**MATERIAL FOR THIS EXERCISE**:
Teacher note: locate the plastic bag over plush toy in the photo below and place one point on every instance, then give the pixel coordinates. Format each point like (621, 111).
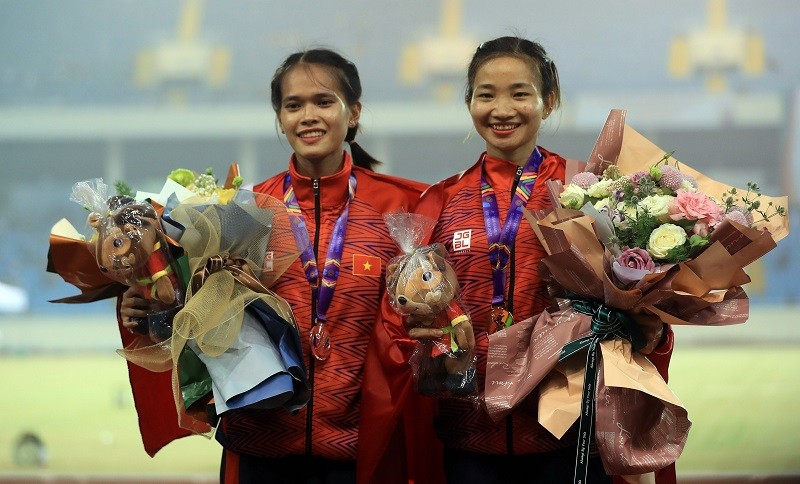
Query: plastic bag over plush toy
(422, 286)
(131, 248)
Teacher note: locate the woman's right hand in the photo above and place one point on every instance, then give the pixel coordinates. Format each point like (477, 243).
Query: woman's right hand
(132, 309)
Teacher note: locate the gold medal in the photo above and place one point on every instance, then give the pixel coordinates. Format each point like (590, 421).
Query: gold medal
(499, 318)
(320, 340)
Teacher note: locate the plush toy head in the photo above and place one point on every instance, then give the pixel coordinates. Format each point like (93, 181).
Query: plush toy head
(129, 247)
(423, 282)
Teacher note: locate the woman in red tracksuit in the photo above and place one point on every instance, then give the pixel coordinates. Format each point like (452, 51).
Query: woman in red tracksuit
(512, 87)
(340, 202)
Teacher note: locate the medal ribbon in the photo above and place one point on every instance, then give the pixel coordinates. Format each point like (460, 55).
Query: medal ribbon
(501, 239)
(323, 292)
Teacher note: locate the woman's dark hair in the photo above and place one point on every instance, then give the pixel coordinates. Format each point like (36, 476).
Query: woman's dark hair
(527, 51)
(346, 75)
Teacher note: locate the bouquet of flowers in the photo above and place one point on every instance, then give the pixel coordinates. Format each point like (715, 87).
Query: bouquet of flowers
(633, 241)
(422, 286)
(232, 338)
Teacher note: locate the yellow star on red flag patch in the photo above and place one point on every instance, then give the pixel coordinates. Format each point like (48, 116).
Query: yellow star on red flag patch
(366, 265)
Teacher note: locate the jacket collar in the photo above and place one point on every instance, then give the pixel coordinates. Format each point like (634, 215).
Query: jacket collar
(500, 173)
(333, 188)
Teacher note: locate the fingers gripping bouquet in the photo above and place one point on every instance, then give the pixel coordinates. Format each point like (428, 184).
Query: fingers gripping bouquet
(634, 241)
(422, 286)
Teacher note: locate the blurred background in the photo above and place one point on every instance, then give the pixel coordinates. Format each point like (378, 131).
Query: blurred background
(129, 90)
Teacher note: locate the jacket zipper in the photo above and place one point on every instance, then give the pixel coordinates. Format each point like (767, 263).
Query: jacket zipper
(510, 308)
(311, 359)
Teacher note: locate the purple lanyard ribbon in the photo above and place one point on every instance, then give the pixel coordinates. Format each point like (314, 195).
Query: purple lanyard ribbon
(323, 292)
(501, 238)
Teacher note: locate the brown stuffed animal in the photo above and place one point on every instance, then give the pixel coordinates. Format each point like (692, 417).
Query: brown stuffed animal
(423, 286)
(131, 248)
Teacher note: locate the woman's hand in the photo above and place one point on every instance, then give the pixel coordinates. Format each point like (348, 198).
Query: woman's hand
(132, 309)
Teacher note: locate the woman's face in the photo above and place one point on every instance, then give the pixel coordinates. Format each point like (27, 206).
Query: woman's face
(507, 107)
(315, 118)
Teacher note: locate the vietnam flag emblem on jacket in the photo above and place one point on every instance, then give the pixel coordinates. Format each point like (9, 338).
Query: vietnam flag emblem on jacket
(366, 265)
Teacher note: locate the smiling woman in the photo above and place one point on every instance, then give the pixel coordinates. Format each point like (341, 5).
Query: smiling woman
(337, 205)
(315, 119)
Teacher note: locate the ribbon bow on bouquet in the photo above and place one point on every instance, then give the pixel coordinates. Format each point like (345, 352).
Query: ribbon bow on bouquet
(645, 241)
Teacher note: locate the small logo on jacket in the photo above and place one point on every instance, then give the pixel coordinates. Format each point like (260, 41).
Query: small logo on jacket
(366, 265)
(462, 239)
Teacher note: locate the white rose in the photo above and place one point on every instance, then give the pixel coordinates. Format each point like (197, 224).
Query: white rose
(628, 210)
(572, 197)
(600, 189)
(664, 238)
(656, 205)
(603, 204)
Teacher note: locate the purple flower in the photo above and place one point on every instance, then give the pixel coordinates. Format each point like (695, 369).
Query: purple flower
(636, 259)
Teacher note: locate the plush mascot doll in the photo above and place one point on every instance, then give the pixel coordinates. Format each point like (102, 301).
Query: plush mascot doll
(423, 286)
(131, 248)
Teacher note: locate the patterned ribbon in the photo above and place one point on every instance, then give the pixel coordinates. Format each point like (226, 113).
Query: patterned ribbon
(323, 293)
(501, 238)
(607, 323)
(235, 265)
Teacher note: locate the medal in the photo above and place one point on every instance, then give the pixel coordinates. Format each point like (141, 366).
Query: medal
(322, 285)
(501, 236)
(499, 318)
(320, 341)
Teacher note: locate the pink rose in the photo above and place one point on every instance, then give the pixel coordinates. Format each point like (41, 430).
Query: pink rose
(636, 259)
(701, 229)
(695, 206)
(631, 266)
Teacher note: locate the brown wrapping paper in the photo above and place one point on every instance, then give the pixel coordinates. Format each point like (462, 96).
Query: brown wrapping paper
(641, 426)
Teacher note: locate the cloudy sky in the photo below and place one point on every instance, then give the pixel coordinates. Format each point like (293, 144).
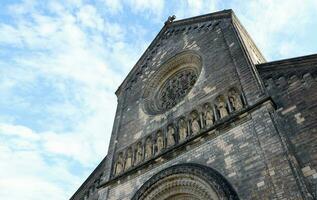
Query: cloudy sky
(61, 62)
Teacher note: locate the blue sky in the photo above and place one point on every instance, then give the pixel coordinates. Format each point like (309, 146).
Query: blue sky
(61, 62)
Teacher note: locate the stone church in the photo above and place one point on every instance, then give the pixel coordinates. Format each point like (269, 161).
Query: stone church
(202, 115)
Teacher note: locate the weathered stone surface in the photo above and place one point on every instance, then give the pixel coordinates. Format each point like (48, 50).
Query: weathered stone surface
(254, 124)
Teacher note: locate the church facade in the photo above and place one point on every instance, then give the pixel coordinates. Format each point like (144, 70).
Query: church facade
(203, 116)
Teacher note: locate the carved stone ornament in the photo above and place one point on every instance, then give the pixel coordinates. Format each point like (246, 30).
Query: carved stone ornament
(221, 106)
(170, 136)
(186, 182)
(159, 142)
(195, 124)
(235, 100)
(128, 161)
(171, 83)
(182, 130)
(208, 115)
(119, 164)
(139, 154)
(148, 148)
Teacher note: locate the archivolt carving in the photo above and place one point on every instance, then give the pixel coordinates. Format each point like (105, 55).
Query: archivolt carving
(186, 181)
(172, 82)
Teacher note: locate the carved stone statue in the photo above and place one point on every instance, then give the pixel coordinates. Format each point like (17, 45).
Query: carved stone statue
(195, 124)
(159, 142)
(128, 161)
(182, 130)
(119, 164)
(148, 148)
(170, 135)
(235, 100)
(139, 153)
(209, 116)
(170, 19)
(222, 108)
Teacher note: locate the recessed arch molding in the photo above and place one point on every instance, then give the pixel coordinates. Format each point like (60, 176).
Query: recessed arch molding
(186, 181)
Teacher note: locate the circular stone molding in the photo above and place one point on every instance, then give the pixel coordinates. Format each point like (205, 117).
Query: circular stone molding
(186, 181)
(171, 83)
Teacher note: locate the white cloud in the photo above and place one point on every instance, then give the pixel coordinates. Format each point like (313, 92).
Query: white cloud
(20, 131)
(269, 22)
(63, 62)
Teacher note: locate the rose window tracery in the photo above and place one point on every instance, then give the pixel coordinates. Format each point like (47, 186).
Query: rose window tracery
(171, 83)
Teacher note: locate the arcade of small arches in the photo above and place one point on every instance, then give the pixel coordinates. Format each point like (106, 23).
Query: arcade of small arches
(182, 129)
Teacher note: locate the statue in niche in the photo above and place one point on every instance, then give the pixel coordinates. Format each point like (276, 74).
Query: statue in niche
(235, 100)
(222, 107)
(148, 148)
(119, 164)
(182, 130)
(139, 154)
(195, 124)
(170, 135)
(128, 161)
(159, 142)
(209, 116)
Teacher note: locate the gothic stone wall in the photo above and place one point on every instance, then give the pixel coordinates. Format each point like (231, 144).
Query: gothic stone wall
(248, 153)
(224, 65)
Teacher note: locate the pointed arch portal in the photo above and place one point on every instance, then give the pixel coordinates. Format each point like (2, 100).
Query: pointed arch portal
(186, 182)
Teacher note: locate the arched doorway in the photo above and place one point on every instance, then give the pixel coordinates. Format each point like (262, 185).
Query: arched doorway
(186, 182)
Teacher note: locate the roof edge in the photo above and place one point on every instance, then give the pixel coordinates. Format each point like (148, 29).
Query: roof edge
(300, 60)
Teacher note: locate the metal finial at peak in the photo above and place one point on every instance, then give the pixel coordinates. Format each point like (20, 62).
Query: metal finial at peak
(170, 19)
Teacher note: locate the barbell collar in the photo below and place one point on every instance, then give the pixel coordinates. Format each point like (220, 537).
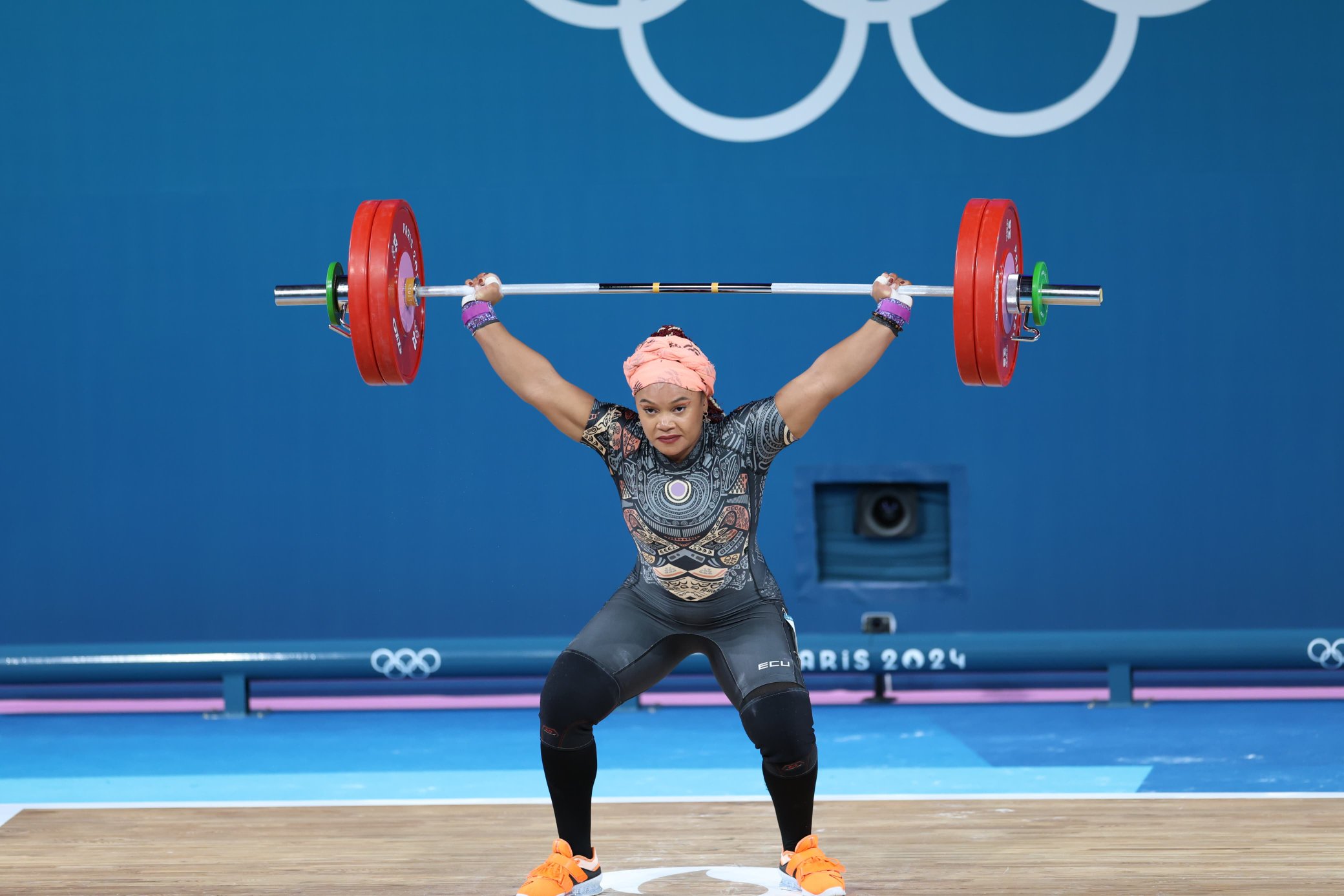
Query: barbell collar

**WHAT YOU HAVE TO DO**:
Leave out the pictures, and extract exactly the lines from the one with "Teacher note: locate the pointed" through the end of the records, both ends included.

**EXPECTED OUTPUT**:
Teacher note: locate the pointed arch portal in the photo above and place one point on every instance, then give the pixel coordinates. Format each point like (2, 100).
Query: pointed arch portal
(186, 182)
Teacher note: locate the arched doorway in the photo above and place one point on every instance, then give the pixel coordinates. Format each point like (262, 185).
Query: arched doorway
(186, 182)
Teacher note: locate the roof edge in the photo above and place one point on every instance, then give the pixel coordinates. Format each point like (148, 29).
Query: roof edge
(300, 60)
Teacher note: locate the metal finial at peak in the photo above and place one point on every instance, then give the pixel coordinates. Format each point like (20, 62).
Query: metal finial at peak
(170, 19)
Teacher note: locate the barbell collar in the photo below and place one point on every instance, then give the pixel coordinates. Format each point like (220, 537).
Query: barbell collar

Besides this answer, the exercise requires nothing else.